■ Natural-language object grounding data
* * * *

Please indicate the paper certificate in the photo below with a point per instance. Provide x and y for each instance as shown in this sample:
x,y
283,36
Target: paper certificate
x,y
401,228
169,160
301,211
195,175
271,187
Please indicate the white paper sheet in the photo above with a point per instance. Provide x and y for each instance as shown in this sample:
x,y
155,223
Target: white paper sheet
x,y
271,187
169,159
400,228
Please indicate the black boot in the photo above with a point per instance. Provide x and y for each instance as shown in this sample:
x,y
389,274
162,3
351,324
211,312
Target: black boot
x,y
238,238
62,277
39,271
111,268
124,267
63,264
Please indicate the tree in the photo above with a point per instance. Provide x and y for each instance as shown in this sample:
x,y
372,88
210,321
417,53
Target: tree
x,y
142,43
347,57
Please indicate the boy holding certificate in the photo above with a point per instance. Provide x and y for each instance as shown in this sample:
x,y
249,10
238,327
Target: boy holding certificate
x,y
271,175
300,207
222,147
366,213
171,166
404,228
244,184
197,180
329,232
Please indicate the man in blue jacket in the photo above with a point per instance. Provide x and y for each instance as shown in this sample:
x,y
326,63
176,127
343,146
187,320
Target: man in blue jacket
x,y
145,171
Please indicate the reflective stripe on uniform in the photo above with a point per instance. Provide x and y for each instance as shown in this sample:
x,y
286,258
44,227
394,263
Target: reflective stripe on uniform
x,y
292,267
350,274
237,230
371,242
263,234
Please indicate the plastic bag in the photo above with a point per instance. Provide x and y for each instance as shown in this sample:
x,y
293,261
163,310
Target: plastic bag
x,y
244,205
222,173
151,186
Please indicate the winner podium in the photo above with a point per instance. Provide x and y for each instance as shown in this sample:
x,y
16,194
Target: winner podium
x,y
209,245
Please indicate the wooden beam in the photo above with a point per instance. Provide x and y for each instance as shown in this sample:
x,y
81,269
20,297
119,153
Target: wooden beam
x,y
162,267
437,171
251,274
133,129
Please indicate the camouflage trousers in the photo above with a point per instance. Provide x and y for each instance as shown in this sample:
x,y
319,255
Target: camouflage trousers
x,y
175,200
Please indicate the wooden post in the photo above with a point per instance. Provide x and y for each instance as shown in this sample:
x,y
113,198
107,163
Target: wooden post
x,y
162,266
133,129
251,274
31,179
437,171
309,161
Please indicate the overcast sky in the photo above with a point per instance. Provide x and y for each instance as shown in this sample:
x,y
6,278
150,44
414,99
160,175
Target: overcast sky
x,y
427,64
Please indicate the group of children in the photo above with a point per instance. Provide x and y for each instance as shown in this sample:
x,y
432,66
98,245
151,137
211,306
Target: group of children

* * * *

■ Work order
Every line of the data is to be printed again exactly.

■ Exercise answer
Please indicate the paper certificate in the photo below with a point per instance. Provide x and y for each instance as shown in this sample:
x,y
283,36
Target: paper certificate
x,y
401,228
169,160
301,211
195,175
271,187
Please indicate the white paper sheet in the photo above with a point per instance. Provide x and y for each instance as shown in this sample:
x,y
155,223
Target: white paper sheet
x,y
271,187
169,159
400,228
Please indicate the black boot in the photo above with a point per instance. Provide x and y for each instance as shown in this sample:
x,y
389,274
162,3
351,324
211,312
Target: black boot
x,y
238,238
62,277
39,271
111,268
124,267
63,264
Please indicate the tree in the photo above with a point per instance. Provide x and y for each instance as shown in this sample:
x,y
372,88
210,321
417,53
Target: tree
x,y
142,43
347,57
Please indicate the boy holding certificate in the photo above with a point per instance. Provide x and y for each instance as shown in this sample:
x,y
249,10
238,327
Target: boy holding certificate
x,y
271,175
300,207
222,147
366,213
171,166
404,228
244,184
197,180
329,232
Please indicate the man in blue jacket in the photo above with a point per instance. Provide x and y for each instance as shown in this sample:
x,y
326,63
176,127
343,146
187,320
Target: man in blue jacket
x,y
145,171
Please indicate the reflective stripe on uniform in the photo above with a point per instance. Provide x and y for each instance as shown in this sample:
x,y
286,258
44,227
394,263
Target: reflective stripe on uniform
x,y
292,267
350,274
237,230
371,242
263,234
Please indicate the plastic bag in the photo above with a point per instance. Provide x and y for each instance as shown in this sample:
x,y
293,261
163,310
Target: plastic bag
x,y
244,205
222,173
151,186
Please indicate the winner podium in the photo above with a point per instance. Provide x and y for each instance as shown in this sample:
x,y
16,194
Target: winner podium
x,y
209,245
Please indicate the wooden beam in the photo above with a point per instance. Provide x and y for each instance as shown in this sample:
x,y
81,269
20,297
119,153
Target: wooden beam
x,y
162,267
437,171
251,274
133,129
Please indicate the camouflage trousers in the photo above with a point per instance. Provide x and y for each instance as shown in this sample:
x,y
319,255
Target: camouflage trousers
x,y
175,200
Please indicate the wooden post in the photo above with a point per instance. Provide x and y for each instance as shown in this sample:
x,y
113,198
107,163
Target: wooden post
x,y
162,266
133,129
251,274
31,179
437,171
309,161
Please indicate the overcast sky in the photo above with a point per instance. Provide x and y for each instance as shown in this sample:
x,y
6,278
150,44
414,99
160,175
Target: overcast sky
x,y
427,64
Please indicate the group of children in the photo above with a point per instance. Provide x and y for each instance as shown in this sample:
x,y
432,66
98,245
151,137
211,306
Target: group of children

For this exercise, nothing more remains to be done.